------ Provided text
How not to get published

Telling writers how to get published is a boon industry. More than 4 million web pages offer advice on writing the all-important query letter. They’ve left out some important points though. Here are my own top tips, collated during my years as a commissioning editor. True stories, people.

The opening gambit

Do not start by telling the editor that angels told you to approach her, and only her. Especially if she publishes books for primary schools, and you are pitching an adult self-help book dictated by said angels. Do not get cross when the editor suggests that the angels were wrong, and that you might have more luck with Mind/Body/Spirit publishers. Tell the angels to hold back on the publishing advice until they have consulted the Writers’ and Artists’ Yearbook.

My shelf of wishful thinking – literary & otherwise!

About the book

Do not refuse to disclose key details of the book – such as the title, or contents – on the basis that a rogue publisher might steal your idea.
------------
------ Information given
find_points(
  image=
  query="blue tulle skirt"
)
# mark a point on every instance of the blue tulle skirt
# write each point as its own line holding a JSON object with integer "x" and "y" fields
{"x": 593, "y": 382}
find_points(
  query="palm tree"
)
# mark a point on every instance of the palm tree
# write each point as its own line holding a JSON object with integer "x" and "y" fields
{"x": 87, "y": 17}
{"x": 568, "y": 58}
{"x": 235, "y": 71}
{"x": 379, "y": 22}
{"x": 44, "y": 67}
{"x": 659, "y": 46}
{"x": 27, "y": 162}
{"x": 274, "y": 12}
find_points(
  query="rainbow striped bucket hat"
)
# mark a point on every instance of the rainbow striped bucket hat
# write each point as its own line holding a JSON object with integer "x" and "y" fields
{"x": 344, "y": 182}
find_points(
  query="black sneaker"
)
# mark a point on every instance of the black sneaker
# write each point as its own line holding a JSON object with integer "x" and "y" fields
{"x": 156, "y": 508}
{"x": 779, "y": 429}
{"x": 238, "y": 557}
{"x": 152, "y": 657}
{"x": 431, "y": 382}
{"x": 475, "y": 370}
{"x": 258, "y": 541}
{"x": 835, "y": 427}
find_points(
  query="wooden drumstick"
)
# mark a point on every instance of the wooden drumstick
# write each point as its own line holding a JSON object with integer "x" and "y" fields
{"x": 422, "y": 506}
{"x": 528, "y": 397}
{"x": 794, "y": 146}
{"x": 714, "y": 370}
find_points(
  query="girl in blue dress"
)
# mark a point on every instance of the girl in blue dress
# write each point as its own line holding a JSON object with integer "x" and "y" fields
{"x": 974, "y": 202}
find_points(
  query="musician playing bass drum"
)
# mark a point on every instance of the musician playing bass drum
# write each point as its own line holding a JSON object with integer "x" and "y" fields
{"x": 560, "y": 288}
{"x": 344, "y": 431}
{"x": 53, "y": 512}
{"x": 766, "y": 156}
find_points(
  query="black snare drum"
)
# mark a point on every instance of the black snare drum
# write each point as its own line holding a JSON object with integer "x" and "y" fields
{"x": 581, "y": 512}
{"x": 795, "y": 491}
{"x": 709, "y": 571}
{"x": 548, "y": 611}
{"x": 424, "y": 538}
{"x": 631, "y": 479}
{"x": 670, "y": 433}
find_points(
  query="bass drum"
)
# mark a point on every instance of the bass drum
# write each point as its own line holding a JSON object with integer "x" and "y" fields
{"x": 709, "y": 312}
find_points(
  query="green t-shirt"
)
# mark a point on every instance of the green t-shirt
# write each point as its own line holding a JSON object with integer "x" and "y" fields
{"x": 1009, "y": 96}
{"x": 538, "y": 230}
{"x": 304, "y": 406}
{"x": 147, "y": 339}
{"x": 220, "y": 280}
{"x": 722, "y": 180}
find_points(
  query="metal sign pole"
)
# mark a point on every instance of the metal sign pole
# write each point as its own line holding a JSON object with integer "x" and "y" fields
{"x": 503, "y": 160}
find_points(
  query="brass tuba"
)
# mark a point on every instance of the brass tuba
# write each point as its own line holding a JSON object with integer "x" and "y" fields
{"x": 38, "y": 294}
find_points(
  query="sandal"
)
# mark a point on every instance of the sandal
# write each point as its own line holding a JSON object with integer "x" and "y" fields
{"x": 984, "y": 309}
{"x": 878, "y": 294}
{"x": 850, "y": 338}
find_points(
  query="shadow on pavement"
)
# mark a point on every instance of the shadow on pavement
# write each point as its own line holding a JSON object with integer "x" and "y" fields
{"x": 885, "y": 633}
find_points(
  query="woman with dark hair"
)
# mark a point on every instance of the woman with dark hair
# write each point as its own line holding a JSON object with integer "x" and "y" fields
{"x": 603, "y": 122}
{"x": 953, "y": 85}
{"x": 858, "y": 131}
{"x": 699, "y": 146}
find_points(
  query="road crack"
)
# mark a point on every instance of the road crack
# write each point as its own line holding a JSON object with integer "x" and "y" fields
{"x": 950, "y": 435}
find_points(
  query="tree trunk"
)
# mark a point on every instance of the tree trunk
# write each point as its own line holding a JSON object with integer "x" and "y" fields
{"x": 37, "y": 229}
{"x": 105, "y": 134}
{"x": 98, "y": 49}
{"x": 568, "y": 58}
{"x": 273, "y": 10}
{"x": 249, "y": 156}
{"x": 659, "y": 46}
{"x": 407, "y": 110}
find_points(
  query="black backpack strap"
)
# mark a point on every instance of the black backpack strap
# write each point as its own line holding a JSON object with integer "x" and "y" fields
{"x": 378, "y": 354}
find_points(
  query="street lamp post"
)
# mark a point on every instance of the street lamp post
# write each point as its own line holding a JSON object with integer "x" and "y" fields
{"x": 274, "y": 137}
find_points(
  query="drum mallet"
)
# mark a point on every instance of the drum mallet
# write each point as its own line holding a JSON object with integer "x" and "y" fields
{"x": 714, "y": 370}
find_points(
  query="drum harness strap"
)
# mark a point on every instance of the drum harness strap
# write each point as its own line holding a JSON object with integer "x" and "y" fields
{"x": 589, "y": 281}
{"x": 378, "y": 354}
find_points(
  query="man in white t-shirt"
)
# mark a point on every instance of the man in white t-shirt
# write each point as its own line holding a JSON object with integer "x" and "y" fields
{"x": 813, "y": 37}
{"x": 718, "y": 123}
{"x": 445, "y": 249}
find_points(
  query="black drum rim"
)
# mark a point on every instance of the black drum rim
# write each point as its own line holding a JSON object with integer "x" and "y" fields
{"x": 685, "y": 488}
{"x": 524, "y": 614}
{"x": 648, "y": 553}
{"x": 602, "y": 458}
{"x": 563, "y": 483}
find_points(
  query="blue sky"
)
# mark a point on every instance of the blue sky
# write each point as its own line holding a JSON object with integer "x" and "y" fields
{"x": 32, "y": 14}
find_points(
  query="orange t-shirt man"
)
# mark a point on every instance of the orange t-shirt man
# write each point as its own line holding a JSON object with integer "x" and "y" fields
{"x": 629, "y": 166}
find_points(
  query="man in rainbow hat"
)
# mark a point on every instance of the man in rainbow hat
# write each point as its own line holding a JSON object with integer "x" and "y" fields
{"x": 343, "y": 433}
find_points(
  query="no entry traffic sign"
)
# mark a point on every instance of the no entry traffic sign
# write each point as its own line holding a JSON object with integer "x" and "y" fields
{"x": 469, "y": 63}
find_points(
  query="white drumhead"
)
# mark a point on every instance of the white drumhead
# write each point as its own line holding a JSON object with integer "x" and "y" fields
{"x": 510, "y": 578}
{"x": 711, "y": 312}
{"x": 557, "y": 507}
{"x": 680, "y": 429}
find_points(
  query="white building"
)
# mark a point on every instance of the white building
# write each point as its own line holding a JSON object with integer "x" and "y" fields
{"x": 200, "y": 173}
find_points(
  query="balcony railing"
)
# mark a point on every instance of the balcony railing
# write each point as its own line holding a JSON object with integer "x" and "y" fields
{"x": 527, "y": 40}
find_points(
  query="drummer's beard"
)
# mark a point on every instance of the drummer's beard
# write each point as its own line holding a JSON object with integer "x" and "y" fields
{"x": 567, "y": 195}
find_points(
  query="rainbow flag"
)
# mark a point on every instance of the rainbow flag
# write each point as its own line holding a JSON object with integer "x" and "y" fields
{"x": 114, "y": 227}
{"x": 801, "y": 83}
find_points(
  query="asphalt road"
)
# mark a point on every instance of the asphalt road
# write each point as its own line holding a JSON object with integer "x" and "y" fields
------------
Work to complete:
a) Decide whether each statement below agrees with the post on how not to get published, answering yes or no and quoting the deciding words: (i) The writer gathered these tips while working as a commissioning editor. (ii) More than 4 million web pages give advice on writing the query letter. (iii) The post advises writers to keep the book's title secret in case a publisher steals the idea.
b) Print the part of the post on how not to get published starting at "The opening gambit" and ending at "and Artists’ Yearbook.".
c) Proceed with the post on how not to get published from the point where it stops.
The entries have no connection to the post on how not to get published.

Per-task answers:
a)
(i) Yes: "collated during my years as a commissioning editor"
(ii) Yes: "More than 4 million web pages offer advice on writing the all-important query letter"
(iii) No: "Do not refuse to disclose key details of the book – such as the title, or contents – on the basis that a rogue publisher might steal your idea"

b)
The opening gambit

Do not start by telling the editor that angels told you to approach her, and only her. Especially if she publishes books for primary schools, and you are pitching an adult self-help book dictated by said angels. Do not get cross when the editor suggests that the angels were wrong, and that you might have more luck with Mind/Body/Spirit publishers. Tell the angels to hold back on the publishing advice until they have consulted the Writers’ and Artists’ Yearbook.

c)
Why I chose this publisher

Flattery only works if it’s grounded in fact. If you mention existing books in your query letter, be sure to look inside them first. Or you might find yourself praising a 15-year-old flop that lingers in the catalogue in an attempt to shift vast volumes of unsold stock, and is frequently a source of embarrassment to sales reps.

About the author

When writing your author bio, concentrate on the positives. Four dark pages detailing your recent road accident – with strange hints that you may have actually, accidentally, killed someone – will not win you the sympathy vote. There is no sympathy vote. It’s all about the book. (Not that editors are heartless. I can identify with the badness of a car crash, having previously been kneecapped by my own ignition key. But I rarely use that experience to win over an acquisitions meeting.)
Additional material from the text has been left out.